* [Document extract]:
....

Monday, September 19, 2016

Detective Comics #328 (June, 1964)

"Gotham Gang Line-Up!"
Writer: Bill Finger
Pencils: Sheldon Moldoff
Inks: Joe Giella
Synopsis: Commissioner Gordon phones the Batcave on the new Hotline phone (who wired that thing anyway? Did Bruce Wayne hafta kill a phone company employee?) but the Dynamic Duo is off having an adventure in World's Finest so his tape recorder answering machine gets the call! I think this is meant to seem pretty high end and modern, since while commercial answering machines first became available in 1949, they were hella expensive and didn't really find mass use until the mid 80s.
Anyways, Alfred listens to the message, which explains that the "Tri-State Gang" (literally just a combine of the biggest mobs in three adjoining states) is meeting somewhere in Gotham and Batman should investigate. Y'know, because the GCPD has other shit to do than look into a major organized crime meet.

Anyways, since the masters are away, Alfred figures he'll get some of the legwork done in advance by looking into their one lead on the Tri-State Gang, a guy named Paul Pardee. Alfred goes to Pardee's suburban home on a motorcycle and tails him as he leaves...

....

* [Given task 1]: Filter the rows below and copy out every line that contains the word "facade".

[Records from a point labeling set]

....

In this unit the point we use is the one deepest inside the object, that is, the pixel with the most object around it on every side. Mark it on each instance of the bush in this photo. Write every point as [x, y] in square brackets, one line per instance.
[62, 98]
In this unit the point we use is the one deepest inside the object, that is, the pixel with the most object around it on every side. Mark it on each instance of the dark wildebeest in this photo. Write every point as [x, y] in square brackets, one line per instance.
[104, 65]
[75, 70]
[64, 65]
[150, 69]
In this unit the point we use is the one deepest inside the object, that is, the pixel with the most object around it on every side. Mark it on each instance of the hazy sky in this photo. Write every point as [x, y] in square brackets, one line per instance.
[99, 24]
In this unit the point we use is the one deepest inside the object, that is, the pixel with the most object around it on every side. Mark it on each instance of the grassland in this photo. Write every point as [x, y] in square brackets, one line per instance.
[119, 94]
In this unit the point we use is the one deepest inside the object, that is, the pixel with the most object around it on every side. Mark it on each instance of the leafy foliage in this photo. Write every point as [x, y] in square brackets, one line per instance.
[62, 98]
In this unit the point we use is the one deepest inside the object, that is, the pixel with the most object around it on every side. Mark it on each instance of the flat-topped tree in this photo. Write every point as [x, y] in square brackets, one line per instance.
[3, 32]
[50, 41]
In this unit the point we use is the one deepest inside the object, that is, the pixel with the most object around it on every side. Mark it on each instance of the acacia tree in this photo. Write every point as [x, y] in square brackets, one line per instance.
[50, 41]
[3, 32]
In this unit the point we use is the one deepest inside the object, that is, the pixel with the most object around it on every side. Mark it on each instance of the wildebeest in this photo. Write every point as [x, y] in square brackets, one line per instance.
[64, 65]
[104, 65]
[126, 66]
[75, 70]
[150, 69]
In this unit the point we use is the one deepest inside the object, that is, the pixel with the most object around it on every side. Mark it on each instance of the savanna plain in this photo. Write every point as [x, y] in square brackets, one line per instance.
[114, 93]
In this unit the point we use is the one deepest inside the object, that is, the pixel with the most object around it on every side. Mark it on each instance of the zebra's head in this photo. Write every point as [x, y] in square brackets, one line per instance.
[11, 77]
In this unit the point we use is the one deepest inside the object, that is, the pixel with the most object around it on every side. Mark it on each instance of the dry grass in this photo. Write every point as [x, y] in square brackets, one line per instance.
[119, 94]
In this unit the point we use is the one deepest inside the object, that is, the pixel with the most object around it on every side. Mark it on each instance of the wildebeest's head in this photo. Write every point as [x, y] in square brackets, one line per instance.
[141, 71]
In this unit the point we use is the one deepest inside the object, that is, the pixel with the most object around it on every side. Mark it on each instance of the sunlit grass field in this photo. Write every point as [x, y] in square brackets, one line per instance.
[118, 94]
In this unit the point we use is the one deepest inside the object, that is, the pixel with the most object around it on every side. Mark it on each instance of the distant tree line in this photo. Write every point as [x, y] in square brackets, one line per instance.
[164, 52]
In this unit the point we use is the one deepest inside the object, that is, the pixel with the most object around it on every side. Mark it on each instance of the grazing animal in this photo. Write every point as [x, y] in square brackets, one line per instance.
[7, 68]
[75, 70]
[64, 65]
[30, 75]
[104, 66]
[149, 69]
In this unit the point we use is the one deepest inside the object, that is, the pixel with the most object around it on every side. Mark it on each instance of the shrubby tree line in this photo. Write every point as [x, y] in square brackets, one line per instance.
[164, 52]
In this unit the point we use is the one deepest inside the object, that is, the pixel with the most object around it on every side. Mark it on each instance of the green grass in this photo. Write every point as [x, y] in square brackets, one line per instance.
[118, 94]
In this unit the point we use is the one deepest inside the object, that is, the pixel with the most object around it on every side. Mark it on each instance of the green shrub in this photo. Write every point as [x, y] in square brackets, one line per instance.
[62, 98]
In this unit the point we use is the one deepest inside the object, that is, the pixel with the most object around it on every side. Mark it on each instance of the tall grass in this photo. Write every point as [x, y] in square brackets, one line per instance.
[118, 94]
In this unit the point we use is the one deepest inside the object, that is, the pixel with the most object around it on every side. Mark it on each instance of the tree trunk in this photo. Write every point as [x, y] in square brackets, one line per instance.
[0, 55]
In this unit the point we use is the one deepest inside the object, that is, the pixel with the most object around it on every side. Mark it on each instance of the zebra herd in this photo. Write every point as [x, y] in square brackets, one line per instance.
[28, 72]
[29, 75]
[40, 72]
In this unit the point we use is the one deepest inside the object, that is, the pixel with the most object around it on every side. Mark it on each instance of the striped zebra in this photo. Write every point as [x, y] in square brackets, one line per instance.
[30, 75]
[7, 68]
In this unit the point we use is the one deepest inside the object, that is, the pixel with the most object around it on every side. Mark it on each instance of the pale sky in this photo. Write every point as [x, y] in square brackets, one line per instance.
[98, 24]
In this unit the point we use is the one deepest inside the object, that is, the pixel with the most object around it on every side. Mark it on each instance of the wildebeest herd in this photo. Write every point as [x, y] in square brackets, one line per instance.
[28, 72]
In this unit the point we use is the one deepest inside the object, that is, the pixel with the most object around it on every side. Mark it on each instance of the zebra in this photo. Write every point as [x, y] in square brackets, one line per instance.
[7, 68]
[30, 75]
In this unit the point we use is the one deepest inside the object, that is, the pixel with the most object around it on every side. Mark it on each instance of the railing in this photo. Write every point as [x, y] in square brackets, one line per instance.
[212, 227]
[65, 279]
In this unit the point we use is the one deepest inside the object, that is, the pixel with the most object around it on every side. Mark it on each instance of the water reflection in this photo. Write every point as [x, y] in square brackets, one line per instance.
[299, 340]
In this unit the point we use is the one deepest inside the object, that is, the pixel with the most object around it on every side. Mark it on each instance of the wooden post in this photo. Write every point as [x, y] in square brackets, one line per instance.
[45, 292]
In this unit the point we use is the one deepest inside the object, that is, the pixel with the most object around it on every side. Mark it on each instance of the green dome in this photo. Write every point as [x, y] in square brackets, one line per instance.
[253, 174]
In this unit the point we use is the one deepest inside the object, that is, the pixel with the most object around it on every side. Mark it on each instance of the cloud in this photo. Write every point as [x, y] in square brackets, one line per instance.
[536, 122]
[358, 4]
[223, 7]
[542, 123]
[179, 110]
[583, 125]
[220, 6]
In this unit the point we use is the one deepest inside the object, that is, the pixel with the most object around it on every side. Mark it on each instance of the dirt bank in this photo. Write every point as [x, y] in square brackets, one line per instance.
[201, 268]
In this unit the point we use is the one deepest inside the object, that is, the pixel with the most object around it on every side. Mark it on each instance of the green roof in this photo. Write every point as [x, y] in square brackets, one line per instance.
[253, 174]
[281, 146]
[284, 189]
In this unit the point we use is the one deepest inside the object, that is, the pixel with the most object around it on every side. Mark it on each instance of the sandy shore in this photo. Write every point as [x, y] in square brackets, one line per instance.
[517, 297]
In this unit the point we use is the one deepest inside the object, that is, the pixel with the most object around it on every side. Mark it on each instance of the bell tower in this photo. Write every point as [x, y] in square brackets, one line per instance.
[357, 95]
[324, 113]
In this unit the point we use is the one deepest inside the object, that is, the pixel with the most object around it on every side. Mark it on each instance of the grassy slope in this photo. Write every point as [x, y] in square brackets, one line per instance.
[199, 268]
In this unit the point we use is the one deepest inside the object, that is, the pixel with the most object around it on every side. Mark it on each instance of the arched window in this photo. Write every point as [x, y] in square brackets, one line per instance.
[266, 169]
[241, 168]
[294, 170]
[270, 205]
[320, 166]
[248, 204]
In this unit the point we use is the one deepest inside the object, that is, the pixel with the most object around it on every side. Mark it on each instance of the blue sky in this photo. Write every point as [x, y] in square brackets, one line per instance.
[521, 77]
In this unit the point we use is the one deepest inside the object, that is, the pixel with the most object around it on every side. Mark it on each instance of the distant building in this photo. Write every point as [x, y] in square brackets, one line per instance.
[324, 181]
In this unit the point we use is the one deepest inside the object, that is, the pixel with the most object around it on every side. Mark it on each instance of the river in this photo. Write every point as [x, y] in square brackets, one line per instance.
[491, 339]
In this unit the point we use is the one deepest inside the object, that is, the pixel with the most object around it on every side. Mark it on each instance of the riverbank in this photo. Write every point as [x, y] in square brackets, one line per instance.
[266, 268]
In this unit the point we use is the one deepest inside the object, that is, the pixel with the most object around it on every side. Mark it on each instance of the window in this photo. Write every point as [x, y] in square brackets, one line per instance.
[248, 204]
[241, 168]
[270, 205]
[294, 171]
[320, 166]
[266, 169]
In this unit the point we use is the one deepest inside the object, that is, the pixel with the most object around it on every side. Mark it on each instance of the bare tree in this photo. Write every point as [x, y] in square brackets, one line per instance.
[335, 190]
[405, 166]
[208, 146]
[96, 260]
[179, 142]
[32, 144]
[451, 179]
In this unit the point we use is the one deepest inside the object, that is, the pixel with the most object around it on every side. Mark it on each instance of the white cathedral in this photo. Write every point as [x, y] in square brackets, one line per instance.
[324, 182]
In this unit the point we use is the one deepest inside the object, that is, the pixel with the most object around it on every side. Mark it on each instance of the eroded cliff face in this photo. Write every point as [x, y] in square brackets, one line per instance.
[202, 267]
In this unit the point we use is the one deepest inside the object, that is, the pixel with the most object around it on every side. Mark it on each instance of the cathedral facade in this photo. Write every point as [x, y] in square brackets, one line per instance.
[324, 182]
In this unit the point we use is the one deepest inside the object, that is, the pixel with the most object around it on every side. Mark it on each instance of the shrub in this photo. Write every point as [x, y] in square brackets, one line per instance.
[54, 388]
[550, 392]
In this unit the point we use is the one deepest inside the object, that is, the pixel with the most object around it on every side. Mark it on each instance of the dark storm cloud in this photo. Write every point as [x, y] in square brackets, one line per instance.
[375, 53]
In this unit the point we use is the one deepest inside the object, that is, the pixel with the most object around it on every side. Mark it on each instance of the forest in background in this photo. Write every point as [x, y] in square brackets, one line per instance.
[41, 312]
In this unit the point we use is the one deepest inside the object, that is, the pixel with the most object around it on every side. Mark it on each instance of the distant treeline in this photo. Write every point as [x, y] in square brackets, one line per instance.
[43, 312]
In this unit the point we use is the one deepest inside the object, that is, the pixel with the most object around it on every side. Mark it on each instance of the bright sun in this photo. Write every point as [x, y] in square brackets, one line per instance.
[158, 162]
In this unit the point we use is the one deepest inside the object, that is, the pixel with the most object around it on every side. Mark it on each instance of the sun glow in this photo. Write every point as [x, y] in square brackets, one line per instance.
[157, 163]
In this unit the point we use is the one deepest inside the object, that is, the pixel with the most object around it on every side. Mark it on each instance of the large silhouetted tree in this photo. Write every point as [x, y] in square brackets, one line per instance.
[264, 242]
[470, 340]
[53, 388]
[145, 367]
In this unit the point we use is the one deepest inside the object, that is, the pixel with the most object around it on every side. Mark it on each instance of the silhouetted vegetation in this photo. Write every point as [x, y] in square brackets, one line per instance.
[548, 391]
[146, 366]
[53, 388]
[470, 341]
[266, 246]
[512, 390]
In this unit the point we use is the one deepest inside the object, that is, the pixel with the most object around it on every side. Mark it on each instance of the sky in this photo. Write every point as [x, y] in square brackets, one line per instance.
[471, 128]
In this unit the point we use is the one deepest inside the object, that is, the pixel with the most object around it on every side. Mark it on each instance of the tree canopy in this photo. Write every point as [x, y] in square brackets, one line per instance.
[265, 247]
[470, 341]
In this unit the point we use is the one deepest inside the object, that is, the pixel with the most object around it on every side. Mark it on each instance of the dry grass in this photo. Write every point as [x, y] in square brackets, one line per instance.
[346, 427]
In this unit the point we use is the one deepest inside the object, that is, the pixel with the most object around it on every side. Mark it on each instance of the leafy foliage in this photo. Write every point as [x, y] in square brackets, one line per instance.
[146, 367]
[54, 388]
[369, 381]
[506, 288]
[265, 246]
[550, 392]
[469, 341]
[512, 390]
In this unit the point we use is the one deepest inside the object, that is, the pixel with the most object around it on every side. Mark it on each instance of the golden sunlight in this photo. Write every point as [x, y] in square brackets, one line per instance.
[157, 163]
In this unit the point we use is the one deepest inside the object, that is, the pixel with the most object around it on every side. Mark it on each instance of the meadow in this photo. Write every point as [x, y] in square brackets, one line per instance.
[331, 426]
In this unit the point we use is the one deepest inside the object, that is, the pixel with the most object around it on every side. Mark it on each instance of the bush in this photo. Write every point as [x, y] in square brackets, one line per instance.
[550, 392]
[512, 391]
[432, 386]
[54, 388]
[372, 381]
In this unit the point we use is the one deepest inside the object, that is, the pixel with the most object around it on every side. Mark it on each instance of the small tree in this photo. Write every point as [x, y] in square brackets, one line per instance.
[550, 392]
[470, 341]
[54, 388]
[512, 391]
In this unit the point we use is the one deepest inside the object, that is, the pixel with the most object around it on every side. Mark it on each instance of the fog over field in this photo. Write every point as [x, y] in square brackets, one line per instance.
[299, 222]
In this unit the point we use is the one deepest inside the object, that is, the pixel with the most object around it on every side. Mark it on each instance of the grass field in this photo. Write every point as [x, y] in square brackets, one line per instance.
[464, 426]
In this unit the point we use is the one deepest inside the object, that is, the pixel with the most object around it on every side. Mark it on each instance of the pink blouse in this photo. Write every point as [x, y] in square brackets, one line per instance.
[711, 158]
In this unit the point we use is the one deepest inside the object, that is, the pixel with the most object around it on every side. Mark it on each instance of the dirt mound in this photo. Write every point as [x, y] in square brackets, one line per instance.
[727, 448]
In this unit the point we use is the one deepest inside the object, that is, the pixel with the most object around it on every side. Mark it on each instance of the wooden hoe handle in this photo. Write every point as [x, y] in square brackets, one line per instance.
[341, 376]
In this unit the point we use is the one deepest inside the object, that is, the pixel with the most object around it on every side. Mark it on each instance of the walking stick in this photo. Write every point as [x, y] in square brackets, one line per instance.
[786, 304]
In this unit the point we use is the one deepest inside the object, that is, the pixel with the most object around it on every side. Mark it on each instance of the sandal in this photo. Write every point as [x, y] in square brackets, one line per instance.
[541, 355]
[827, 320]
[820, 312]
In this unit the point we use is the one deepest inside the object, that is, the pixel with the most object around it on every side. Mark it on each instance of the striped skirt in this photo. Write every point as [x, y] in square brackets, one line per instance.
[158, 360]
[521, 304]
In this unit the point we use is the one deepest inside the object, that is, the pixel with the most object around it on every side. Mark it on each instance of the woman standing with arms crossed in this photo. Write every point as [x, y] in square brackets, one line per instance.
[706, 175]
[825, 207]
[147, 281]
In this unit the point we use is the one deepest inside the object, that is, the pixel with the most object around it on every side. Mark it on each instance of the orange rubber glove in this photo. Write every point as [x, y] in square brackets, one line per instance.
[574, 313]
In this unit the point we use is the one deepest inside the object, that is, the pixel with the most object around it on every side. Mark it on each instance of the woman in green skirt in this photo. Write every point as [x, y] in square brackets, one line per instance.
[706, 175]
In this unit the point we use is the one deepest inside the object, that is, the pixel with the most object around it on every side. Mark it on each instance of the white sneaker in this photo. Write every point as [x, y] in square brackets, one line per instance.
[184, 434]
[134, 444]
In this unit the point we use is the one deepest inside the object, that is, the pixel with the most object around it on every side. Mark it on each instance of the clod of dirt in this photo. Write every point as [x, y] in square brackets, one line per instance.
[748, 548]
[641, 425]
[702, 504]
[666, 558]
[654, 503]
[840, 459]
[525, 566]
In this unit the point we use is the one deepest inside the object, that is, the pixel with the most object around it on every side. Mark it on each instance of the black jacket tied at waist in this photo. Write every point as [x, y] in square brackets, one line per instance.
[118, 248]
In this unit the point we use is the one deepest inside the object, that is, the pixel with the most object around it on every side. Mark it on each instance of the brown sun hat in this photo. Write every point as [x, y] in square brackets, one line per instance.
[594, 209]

....

* [Given task 2]: Reproduce the comic review passage starting at "Anyways, Alfred listens" and ending at "as he leaves...", swapping "motorcycle" for "bicycle".

* [Complete response 1]:
In this unit the point we use is the one deepest inside the object, that is, the pixel with the most object around it on every side. Mark it on each instance of the cathedral facade in this photo. Write every point as [x, y] in square brackets, one line per instance.

* [Complete response 2]:
Anyways, Alfred listens to the message, which explains that the "Tri-State Gang" (literally just a combine of the biggest mobs in three adjoining states) is meeting somewhere in Gotham and Batman should investigate. Y'know, because the GCPD has other shit to do than look into a major organized crime meet.

Anyways, since the masters are away, Alfred figures he'll get some of the legwork done in advance by looking into their one lead on the Tri-State Gang, a guy named Paul Pardee. Alfred goes to Pardee's suburban home on a bicycle and tails him as he leaves...